■ **PASSAGE**:
※ ※ ※

On the 12th of June this year, Google filed for a patent in India for “Detecting Repeating Content In Broadcast Media”. The reason for filing this patent is not known, but we think it’s significant:

Google has been in trouble in India over copyright content being published on YouTube – particularly TV shows and Bollywood films that users upload. Often, users upload an entire Bollywood film in 10-15 parts. The “Safe Harbor” argument, which is applicable via the Digital Millenium Copyright Act isn’t applicable in India, and Google has even asked the Indian telecom regulator TRAI for immunity for platforms.

In the past, legal notices have been sent to Google by media companies like STAR TV (News Corp), Sony Entertainment Television and Saregama. Bollywood Music major T-Series has even taken them to court. I’ve attended a couple of these court sessions, during one of which Google had asked T-Series to give them “5000 of their copyrights” (i.e. copyrighted content), so YouTube can compare and remove the content.

※ ※ ※

■ **TASK SET**:
a: Translate this sentence from the passage into Spanish: "Often, users upload an entire Bollywood film in 10-15 parts."
b: Quote the passage word for word, starting at "In the past, legal" and ending at "remove the content.".

※ ※ ※

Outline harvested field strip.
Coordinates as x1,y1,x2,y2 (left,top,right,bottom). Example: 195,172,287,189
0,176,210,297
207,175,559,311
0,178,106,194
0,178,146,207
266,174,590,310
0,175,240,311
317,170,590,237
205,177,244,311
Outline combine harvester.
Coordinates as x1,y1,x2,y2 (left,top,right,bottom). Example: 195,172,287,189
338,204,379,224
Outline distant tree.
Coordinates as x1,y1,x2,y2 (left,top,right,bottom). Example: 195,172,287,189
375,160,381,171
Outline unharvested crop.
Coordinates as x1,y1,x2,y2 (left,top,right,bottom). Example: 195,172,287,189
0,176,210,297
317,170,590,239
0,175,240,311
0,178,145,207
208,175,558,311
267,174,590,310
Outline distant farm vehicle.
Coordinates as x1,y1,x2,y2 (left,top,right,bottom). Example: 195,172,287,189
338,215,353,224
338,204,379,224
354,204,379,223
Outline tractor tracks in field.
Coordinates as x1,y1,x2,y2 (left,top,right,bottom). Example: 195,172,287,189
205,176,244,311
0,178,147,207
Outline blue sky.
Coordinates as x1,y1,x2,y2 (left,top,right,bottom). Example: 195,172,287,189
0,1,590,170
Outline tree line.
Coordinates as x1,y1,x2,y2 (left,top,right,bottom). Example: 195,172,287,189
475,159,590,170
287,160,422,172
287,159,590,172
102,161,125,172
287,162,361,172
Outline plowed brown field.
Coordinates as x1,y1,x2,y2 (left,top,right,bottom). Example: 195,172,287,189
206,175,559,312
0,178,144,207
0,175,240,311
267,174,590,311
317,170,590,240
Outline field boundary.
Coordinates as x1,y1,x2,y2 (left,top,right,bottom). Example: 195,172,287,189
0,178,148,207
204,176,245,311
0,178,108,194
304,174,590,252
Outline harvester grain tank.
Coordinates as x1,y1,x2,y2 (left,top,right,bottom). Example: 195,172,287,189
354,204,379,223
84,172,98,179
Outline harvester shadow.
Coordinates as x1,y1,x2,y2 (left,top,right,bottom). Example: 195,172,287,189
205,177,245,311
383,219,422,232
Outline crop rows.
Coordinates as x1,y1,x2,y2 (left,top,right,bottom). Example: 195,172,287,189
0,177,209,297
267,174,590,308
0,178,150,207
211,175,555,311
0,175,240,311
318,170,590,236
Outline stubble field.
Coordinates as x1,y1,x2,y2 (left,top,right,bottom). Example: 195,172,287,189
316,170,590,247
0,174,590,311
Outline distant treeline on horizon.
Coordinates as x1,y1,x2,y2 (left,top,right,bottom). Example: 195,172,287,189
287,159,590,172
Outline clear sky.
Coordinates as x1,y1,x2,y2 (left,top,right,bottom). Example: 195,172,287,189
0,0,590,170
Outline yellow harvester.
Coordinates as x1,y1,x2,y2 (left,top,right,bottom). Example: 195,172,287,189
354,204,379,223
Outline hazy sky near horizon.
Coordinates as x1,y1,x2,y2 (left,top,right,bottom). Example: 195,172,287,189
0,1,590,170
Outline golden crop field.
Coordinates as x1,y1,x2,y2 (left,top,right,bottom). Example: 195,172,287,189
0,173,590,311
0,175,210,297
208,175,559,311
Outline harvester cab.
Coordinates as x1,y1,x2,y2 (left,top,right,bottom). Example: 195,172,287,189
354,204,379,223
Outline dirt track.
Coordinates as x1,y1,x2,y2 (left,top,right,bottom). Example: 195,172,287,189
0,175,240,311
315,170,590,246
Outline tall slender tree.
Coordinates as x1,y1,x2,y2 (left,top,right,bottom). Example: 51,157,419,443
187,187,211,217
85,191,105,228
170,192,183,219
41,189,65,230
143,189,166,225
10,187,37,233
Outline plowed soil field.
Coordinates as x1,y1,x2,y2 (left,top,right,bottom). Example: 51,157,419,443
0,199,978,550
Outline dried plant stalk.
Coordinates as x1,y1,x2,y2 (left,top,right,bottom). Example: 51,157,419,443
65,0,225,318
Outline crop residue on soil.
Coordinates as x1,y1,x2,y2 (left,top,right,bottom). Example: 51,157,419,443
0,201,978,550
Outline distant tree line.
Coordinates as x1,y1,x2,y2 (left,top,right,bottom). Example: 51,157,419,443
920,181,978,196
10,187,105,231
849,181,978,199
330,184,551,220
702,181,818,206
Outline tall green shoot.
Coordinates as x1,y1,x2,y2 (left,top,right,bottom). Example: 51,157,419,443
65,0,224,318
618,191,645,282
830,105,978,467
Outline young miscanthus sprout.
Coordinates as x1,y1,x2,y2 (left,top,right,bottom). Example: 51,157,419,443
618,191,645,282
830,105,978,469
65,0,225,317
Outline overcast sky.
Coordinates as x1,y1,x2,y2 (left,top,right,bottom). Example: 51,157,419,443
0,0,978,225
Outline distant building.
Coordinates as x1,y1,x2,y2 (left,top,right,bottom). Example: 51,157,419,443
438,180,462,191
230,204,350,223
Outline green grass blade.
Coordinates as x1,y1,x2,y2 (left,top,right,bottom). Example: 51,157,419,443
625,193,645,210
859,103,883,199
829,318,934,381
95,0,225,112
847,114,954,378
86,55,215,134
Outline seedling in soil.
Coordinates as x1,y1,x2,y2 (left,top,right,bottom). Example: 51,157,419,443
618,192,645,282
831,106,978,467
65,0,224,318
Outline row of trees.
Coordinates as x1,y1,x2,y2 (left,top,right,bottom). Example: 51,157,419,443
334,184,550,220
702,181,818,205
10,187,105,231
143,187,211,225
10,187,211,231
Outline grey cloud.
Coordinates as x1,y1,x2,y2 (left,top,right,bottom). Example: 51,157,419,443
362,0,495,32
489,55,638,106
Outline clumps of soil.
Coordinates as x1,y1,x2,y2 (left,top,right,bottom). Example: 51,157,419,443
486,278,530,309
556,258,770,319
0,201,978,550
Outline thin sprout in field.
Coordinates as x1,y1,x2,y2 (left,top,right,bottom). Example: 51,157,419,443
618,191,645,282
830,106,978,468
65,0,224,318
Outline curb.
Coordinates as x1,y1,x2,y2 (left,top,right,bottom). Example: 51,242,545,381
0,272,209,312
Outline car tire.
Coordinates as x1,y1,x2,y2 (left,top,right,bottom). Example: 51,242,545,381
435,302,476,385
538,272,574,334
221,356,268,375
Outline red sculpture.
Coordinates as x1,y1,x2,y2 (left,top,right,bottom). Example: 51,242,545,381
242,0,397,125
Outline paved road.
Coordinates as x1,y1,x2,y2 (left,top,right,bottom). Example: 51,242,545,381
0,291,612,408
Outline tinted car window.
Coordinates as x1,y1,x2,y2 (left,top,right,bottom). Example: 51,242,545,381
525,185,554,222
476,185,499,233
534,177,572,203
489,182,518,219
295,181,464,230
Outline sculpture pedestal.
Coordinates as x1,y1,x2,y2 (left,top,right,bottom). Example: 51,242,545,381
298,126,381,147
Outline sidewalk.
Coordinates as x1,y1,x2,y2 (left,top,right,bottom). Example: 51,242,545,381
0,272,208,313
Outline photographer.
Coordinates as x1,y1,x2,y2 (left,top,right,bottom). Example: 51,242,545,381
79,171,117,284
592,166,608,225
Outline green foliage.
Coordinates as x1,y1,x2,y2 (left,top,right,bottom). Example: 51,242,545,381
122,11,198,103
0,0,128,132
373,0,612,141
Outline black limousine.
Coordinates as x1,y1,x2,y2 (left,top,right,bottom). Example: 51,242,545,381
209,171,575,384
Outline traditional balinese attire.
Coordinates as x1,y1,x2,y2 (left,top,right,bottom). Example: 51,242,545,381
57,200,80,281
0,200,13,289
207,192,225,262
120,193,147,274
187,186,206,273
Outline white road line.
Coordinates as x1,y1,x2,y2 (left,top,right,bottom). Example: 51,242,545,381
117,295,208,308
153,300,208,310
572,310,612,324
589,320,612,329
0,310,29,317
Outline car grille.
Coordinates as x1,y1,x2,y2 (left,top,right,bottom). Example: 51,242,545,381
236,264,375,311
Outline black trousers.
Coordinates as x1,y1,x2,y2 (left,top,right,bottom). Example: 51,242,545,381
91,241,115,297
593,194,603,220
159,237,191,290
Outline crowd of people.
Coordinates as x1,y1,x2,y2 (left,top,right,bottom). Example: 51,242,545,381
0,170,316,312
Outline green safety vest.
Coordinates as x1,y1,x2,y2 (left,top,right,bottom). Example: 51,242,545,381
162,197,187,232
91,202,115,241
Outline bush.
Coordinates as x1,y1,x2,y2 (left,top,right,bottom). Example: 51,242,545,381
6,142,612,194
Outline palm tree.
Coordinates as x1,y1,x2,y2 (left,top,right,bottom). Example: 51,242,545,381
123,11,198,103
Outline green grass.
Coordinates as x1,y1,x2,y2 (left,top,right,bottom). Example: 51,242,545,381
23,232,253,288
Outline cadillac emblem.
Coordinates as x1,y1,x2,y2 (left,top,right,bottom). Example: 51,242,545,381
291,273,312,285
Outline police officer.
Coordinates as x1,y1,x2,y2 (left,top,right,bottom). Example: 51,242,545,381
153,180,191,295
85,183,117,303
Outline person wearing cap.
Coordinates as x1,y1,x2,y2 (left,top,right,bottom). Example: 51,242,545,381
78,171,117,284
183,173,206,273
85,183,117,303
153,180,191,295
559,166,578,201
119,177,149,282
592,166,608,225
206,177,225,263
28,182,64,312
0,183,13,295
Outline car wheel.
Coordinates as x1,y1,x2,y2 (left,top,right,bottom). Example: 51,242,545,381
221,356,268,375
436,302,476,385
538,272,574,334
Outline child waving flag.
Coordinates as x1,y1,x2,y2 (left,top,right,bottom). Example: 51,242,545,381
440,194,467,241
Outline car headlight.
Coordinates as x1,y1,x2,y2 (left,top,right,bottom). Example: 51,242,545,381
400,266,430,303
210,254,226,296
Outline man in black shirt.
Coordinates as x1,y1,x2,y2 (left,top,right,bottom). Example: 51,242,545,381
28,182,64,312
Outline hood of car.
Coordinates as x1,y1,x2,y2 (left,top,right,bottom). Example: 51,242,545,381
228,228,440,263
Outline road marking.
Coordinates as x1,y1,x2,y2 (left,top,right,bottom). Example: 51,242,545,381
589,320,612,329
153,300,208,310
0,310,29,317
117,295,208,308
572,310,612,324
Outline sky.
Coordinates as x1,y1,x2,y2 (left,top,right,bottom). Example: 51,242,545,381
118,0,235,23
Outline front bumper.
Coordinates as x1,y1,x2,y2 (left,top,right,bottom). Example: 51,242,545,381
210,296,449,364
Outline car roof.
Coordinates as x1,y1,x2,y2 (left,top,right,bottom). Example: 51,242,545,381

※ ※ ※

■ **ANSWER LIST**:
a: A menudo, los usuarios suben una película completa de Bollywood en 10-15 partes.

b:
In the past, legal notices have been sent to Google by media companies like STAR TV (News Corp), Sony Entertainment Television and Saregama. Bollywood Music major T-Series has even taken them to court. I’ve attended a couple of these court sessions, during one of which Google had asked T-Series to give them “5000 of their copyrights” (i.e. copyrighted content), so YouTube can compare and remove the content.